◆ **Work task**: The records below must be returned in full and unaltered.

◆ **Data**:
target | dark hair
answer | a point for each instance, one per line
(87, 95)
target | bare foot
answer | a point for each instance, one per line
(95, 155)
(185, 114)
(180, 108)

◆ **Task result**:
target | dark hair
answer | a point for each instance, one per line
(87, 95)
target | bare foot
answer | a point for each instance, one per line
(95, 155)
(185, 114)
(180, 108)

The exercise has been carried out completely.